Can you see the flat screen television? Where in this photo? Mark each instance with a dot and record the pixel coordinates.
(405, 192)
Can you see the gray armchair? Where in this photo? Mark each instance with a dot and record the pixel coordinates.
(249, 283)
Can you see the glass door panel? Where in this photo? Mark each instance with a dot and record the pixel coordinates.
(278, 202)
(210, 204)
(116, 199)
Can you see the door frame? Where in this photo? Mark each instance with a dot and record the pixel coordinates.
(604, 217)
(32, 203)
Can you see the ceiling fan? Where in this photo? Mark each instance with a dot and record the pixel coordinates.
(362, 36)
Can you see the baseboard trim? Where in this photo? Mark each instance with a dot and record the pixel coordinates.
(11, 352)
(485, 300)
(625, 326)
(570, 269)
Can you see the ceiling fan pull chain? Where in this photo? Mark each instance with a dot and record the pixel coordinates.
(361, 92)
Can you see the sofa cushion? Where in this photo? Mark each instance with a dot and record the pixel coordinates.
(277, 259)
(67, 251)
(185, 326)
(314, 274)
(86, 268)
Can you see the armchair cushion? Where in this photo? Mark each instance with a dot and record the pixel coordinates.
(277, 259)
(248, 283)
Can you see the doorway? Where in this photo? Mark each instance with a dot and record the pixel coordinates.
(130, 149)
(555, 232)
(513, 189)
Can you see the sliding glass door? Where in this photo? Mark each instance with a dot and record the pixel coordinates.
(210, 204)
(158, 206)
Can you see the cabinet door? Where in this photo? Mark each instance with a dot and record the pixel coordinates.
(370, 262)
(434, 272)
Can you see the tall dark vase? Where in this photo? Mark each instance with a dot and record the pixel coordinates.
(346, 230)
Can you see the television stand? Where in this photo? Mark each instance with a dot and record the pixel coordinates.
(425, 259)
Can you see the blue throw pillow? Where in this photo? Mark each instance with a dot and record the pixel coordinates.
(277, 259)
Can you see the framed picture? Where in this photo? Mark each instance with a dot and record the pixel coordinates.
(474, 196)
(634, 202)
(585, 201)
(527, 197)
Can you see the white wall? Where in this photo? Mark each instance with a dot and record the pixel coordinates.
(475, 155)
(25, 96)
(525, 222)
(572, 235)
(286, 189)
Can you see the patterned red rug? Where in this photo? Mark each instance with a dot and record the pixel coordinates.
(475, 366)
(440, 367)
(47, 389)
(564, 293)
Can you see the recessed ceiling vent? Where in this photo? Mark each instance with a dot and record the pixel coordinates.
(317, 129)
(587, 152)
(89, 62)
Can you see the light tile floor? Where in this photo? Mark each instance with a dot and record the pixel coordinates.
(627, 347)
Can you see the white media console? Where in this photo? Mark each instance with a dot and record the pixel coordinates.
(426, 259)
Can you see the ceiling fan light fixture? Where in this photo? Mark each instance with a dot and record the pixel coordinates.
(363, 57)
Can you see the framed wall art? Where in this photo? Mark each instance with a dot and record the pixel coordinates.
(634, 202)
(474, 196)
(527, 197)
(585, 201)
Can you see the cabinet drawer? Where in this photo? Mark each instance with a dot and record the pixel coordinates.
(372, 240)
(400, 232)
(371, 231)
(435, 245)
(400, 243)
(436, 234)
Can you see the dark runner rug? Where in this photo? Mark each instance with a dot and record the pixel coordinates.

To be done: Starting at the line that contains "Can you see the tall", output each remaining line of the listing, the last line included, exactly as it appears.

Result for this exercise:
Can you see the tall dark vase? Where in this photo? Mark each instance with a dot and record the pixel coordinates.
(346, 230)
Can you see the television stand? Where in this photo? Mark each instance with a dot and record the pixel coordinates.
(425, 259)
Can you see the blue throw pillow? Where in this photo? Mark each instance with a dot and record the pixel coordinates.
(277, 259)
Can you see the framed picture? Where in this photo? Mark each instance with a dot and record the pixel coordinates.
(474, 196)
(634, 202)
(585, 201)
(527, 197)
Can you see the white wall? Where in this photo? Mark each instance with a dot and record the pixel coordinates.
(475, 155)
(25, 96)
(525, 222)
(572, 235)
(286, 189)
Can you see the patterned red rug? Where in this photo? Mark each instance with a dot and record the pixel coordinates.
(475, 366)
(440, 367)
(47, 389)
(564, 293)
Can you see the recessed ceiling vent? Where in this photo? Mark each instance with a dot and record the pixel coordinates.
(317, 129)
(587, 152)
(89, 62)
Can you see the light tile floor? Where in this photo? Mark each instance with a dot and record the pixel coordinates.
(627, 347)
Can you see the white media console? Where in this photo? Mark each instance with a dot and record the pixel coordinates.
(426, 259)
Can you see the ceiling fan light fixture? Where in this photo? Mark each instance with a dot and record the pixel coordinates.
(363, 57)
Can you see the framed wall art? Where in this photo? Mark each instance with a dot and record the pixel coordinates.
(634, 202)
(474, 196)
(527, 197)
(585, 201)
Can you see the cabinet drawer? Where in this photo? Mark each instance with a dot and record the pixel coordinates.
(372, 240)
(400, 232)
(371, 231)
(435, 245)
(400, 243)
(436, 234)
Can you see the dark runner rug? Where in this photo? Mark each instance with a dot and record the pixel coordinates.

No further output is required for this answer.